Problem description — Render the data below, from its first line through the line containing "<point>310,307</point>" inclusive, as a JSON list of strings with one string per line, omitting any blank lines.

Material supplied —
===
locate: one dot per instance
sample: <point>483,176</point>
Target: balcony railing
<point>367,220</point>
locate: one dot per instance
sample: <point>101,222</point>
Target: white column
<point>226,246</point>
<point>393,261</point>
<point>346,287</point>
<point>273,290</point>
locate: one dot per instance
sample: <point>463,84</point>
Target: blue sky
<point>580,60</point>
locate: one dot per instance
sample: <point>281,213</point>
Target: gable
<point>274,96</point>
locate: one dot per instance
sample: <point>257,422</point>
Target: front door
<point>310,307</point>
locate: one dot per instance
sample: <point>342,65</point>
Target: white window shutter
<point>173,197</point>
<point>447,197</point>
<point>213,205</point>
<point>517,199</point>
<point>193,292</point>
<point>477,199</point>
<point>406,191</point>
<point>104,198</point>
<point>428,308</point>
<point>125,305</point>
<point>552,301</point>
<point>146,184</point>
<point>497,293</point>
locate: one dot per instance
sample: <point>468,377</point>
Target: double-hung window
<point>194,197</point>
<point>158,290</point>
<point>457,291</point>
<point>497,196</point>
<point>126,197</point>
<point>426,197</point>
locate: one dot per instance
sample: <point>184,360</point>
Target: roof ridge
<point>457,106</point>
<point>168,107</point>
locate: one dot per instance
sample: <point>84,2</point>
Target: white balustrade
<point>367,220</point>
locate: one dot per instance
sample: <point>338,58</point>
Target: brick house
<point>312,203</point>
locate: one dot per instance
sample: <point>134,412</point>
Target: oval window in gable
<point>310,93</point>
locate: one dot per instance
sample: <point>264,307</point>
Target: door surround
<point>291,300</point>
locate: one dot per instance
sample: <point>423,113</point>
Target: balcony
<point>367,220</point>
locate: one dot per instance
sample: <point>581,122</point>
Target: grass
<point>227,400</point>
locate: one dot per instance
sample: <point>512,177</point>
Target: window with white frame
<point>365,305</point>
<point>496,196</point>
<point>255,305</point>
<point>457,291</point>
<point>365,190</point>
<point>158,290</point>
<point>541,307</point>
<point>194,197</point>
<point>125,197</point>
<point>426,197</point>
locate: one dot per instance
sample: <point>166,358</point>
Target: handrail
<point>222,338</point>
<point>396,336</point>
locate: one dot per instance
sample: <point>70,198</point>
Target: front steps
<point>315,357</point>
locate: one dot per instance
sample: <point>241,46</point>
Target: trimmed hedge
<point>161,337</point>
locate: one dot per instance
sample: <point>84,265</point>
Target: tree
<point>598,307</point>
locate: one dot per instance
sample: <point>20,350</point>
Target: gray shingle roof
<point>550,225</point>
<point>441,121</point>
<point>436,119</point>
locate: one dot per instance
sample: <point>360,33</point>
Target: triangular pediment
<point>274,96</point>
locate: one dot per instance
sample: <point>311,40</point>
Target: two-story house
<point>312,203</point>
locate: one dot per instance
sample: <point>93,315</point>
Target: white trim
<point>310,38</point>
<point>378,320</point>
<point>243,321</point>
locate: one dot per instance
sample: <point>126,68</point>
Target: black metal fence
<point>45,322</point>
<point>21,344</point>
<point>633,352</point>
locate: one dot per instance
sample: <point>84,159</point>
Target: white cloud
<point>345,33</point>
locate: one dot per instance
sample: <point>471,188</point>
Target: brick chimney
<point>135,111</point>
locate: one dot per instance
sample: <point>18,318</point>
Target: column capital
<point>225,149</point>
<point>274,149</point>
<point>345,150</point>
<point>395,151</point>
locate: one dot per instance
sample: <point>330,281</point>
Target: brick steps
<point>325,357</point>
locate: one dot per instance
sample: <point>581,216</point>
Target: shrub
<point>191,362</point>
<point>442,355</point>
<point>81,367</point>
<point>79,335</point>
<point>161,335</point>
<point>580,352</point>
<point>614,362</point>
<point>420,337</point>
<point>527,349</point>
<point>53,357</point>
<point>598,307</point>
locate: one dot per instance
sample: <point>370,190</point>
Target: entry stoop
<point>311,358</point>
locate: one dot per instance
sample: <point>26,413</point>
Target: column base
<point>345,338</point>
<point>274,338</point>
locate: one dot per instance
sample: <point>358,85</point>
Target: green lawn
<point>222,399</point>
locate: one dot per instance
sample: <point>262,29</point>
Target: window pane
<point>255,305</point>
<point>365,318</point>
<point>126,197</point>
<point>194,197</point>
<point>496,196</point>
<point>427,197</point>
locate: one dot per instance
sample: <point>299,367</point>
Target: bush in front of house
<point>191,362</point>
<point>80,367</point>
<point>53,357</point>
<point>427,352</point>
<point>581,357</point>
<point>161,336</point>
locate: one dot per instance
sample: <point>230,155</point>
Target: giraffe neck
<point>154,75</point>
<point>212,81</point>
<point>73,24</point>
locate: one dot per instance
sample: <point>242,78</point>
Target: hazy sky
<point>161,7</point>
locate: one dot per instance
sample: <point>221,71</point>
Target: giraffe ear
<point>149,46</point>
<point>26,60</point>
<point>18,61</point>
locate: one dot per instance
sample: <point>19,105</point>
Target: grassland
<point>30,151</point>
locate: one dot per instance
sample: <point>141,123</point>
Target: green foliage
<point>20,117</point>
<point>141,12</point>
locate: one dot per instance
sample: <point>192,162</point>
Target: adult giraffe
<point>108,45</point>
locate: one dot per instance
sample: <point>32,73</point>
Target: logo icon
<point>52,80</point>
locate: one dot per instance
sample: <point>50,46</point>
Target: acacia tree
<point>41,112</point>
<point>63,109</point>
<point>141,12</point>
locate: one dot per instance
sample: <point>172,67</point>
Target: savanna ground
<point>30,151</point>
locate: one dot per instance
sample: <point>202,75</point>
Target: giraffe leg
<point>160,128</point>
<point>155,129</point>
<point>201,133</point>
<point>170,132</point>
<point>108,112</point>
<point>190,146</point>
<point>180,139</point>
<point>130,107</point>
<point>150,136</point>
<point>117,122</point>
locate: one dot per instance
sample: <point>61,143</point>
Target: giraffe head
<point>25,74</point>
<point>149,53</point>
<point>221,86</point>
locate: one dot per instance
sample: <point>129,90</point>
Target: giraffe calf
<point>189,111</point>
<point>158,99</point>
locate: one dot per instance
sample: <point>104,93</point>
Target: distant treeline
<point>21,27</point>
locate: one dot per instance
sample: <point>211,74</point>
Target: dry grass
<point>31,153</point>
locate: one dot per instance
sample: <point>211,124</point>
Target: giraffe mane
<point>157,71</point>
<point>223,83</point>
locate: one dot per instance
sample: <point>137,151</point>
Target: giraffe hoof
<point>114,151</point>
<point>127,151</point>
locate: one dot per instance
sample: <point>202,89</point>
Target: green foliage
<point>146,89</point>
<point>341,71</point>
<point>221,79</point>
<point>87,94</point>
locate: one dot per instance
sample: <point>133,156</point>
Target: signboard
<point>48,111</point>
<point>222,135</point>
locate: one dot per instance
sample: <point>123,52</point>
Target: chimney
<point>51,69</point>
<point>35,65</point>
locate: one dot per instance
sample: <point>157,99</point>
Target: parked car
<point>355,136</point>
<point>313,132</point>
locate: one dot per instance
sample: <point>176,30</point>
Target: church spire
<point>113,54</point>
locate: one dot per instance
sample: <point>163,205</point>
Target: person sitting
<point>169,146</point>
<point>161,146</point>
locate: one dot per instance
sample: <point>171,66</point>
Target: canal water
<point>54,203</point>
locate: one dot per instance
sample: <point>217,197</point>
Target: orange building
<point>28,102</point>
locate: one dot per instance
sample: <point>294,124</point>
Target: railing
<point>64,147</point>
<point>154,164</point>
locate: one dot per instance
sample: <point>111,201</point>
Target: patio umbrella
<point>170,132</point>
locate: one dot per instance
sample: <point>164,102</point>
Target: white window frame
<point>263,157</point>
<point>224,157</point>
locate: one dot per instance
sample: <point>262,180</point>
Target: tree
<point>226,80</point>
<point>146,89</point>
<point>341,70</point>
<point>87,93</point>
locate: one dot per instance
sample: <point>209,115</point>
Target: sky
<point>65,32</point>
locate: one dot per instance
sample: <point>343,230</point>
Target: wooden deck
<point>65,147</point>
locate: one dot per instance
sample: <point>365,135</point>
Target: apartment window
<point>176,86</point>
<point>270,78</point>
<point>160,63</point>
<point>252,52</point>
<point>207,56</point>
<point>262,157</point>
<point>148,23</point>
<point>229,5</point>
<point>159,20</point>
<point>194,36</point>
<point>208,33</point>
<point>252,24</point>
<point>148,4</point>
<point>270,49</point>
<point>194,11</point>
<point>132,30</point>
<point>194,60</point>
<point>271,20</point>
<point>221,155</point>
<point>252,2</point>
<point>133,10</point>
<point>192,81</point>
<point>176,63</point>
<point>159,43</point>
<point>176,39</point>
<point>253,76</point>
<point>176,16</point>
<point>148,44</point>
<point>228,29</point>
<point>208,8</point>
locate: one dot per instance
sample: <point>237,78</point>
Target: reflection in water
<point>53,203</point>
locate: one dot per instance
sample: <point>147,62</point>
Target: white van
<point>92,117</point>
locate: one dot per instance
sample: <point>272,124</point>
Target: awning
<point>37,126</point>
===
Solved problem —
[
  "locate: one dot per instance",
  "sample: <point>483,176</point>",
  "Target: balcony railing",
  "<point>367,220</point>",
  "locate: one dot per instance",
  "sample: <point>101,222</point>",
  "Target: white column",
  "<point>226,246</point>",
  "<point>393,261</point>",
  "<point>346,287</point>",
  "<point>273,290</point>",
  "locate: one dot per instance",
  "sample: <point>463,84</point>",
  "Target: blue sky",
  "<point>580,60</point>",
  "locate: one dot per instance",
  "sample: <point>281,213</point>",
  "Target: gable",
  "<point>274,96</point>",
  "locate: one dot per instance",
  "sample: <point>257,422</point>",
  "Target: front door",
  "<point>310,307</point>"
]